▶ **Extracted text**:
:::::
Opportunity Insights
- Formation: October 1, 2018; 7 years ago
- Headquarters: Cambridge, Massachusetts
- Key people: Raj Chetty (Director) John Friedman (Co-Director) Nathaniel Hendren (Co-Director)
- Website: https://opportunityinsights.org/

= Opportunity Insights =

Opportunity Insights is an American think tank and policy research institute based at Harvard University. The organization's research focuses on the economics of opportunity and social mobility.

== History ==
Opportunity Insights was founded in 2018 by Raj Chetty and Nathaniel Hendren, economists at Harvard University, and John Friedman, an economist at Brown University. The group was formed out of the "Equality of Opportunity Project," Chetty's previous policy research group.

Chetty formed the think tank shortly after he returned to Harvard following a three-year stint at Stanford University. Opportunity Insights received $3 million from John Overdeck's Overdeck Family Foundation and support from the Bill and Melinda Gates Foundation and the Chan Zuckerberg Initiative.

== Research ==
During the COVID-19 pandemic, researchers at Opportunity Insights launched the Opportunity Insights Economic tracker to measure and report economic metrics at the county and local level and the impact of the pandemic on local economies. Further research also found that reduced spending from wealthier Americans paired with increased spending from poorer Americans could stunt the country's pandemic economic recovery.

In August 2022, a study led by Chetty found that friendships across socioeconomic status can be a contributor to reducing poverty. The work built on Opportunity Insights research focused on the influence of the neighborhood a person grows up in on their longterm socioeconomic trajectory. James Heckman and Sadegh Esaghnia have questioned the group's research methodology, arguing that the influence of a family's choices is a stronger indicator than the neighborhood where the family lives.
:::::
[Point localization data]
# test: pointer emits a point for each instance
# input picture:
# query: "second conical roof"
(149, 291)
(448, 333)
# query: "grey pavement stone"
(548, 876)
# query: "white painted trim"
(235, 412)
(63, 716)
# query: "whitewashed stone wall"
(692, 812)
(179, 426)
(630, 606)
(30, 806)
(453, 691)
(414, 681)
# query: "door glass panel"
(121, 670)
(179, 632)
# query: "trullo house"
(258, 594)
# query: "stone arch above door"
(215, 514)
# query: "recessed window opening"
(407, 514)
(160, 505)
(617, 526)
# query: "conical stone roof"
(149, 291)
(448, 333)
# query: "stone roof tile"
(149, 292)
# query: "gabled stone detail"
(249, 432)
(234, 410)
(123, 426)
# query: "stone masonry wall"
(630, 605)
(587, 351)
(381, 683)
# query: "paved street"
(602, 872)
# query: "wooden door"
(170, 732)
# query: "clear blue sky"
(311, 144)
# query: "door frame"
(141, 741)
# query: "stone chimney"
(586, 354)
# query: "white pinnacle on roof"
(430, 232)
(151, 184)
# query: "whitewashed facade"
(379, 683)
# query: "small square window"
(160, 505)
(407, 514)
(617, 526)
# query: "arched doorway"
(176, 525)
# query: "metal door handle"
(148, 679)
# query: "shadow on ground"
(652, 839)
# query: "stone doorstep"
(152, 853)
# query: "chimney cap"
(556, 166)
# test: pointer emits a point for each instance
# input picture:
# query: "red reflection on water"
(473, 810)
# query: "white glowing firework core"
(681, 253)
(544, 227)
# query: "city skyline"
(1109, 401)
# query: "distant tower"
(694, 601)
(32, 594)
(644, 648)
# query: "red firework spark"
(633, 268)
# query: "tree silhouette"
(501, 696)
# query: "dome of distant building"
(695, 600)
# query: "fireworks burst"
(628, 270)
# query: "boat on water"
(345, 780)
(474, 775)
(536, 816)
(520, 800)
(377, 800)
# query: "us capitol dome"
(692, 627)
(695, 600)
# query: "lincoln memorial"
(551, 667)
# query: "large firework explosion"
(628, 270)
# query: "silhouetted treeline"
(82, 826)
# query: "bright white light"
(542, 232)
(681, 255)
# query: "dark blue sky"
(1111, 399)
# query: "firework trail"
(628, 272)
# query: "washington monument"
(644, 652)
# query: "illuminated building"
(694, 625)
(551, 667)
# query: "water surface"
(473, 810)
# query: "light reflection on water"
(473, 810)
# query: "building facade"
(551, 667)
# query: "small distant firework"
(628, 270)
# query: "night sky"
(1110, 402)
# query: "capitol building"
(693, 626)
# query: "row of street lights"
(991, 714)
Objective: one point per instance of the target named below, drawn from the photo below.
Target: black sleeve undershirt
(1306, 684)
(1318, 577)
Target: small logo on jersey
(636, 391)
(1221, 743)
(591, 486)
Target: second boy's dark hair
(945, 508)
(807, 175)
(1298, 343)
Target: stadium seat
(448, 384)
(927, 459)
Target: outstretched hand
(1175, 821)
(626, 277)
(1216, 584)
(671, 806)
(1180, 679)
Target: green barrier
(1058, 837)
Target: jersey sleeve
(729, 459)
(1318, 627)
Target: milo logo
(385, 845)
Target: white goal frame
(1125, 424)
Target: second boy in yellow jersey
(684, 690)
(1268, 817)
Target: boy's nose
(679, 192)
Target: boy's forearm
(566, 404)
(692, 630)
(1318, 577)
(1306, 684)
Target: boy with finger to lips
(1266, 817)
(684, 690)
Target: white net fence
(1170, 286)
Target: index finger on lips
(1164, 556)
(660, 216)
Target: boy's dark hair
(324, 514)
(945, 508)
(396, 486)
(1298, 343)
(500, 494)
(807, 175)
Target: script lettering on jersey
:::::
▶ **What you will do**: Carry on the text about the Opportunity Insights think tank from the point where it stops.

▶ **Response**:
In a study in July 2024, Opportunity Insights researchers found that the influence of race on social mobility had been shrinking while the influence of class had been growing.

=== SAT and college admissions ===
In 2023, an Opportunity Insights study based on federal tax and college records found that wealthier students were considerably likelier to gain admission to "Ivy Plus" universities, consisting of the Ivy League, Massachusetts Institute of Technology, Stanford University, Duke University, and the University of Chicago. The study also found that legacy applicants are also 33 percent likelier to be admitted to elite schools even without consideration of their legacy status.

The same study also found a strong correlation between a student's standardized test scores and their future success. After the publication of the Opportunity Insights study, several elite institutions that had stopped requiring standardized test scores for admission returned to mandating them.